** Text excerpt follows **

The Scots Wikipedia saga
In late August, a keen-eyed Scottish redditor noticed something unusual: the Scots language version of Wikipedia seems to not actually be written in the Scots language. This, of course, is a serious problem. As the redditor points out,
The Scots language version of Wikipedia is legendarily bad. People embroiled in linguistic debates about Scots often use it as evidence that Scots isn’t a language, and if it was an accurate representation, they’d probably be right. It uses almost no Scots vocabulary, what little it does use is usually incorrect, and the grammar always conforms to standard English, not Scots.
For those unaware, Scots is a language from the Scottish lowlands – it diverged from English in the twelfth century and has been variously described as an indigenous language, a dialect, or a regional variant of English.
This puts it in a similar class to other minority languages, such as Irish Gaelic or Kashubian. These regional languages often have a strong cultural history, but are threatened with extinction. The Scots language is estimated to be spoken by around 1.5 million people.
How an American teenager became a Scots expert
As it turns out, almost the entirety of the Scots Wikipedia was written by one extremely prolific American teenager. It should be noted that they don’t even speak Scots – they simply use common Scots spellings for certain words and graft them onto pure English grammar.
Needless to say, this isn’t exactly a great look for an already-contested language. What’s worse is the extent of their work – since 2013, this single editor wrote more than 200,000 (!) articles on the Scots Wikipedia, easily becoming the most active user of the community.

** End of Text excerpt **

## [What needs to be done]
Continue the article about the Scots Wikipedia from its last sentence.

** Data under study follows **

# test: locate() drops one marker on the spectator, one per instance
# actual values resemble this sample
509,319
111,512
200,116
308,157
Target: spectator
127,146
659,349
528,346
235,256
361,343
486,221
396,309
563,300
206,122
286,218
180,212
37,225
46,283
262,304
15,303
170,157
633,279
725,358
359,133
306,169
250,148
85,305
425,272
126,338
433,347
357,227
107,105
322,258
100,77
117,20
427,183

** End of Data under study **

## [Written answer]
In this light, comments such as this are very much warranted:
It turns out an American teen who identifies as an “INTP brony” has singlehandedly written almost the entirety of Scots wikipedia despite not knowing the language at all. Scottish redditors suspect he may have done “more damage to the Scots language than anyone else in history.” https://t.co/FuaXMQjHkr
— dream song 4 (@chickenpaprika) August 25, 2020
Why is this important?
This discovery is important on many levels. For starters, it highlights how vulnerable regional dialects and minority languages are. A single American teenager has inadvertently delegitimized Scots as a language in the eyes of many. Incidents such as these can lead to the diminishing importance of the language among the general public.
For us, this is interesting on another level. Accessibility is one of the most important aspects of chatbot development – for us, the best case scenario would be to support every single language on the planet.
Chatbots can play a major role in protecting endangered languages. This goes beyond just supporting the existing population – they can also be used as educational aides! A major factor in protecting regional languages is providing a sort-of “support ecosystem”. That is to say, the more services supporting a given language, the more likely it is to grow and thrive.
Unfortunately, with minority languages, we face a certain issue: the lack of large volumes of text that can be used as training data. In order to train a chatbot to support Scots, a large amount of work by specialised linguists is required.
There is, however, a shortcut – using public data that’s already out there. Wikipedia is one such resource, but it only works if we can trust the data.
In a situation where the majority of a given language’s Wikipedia is edited by a single person who doesn’t even speak the language… Well, you can see the problem.
This was highlighted by NLP researcher Robyn Speer on Twitter:
Almost every article on Scots Wikipedia is written by one American teenager, who does not speak Scots and is just writing English in an “accent”.
If you have a multilingual language model, this fakery might be your _entire training data_ for Scotshttps://t.co/Rc1wkA0S2P
— Robyn Speer (@r_speer) August 25, 2020
What does this mean for chatbots?
This entire debacle only proves that tempting as they are, public datasets must be used with extreme caution. After all, AI solutions are only as good as their training models – if you feed them with junk data, don’t expect anything other than junk performance.
Here at SentiOne, we cooperate with leading European learning institutions to make use of their linguistic expertise in order to train our chatbots on verified, high-quality data. Although we aren’t supporting Scots yet, we’re working hard to support as many languages as we can.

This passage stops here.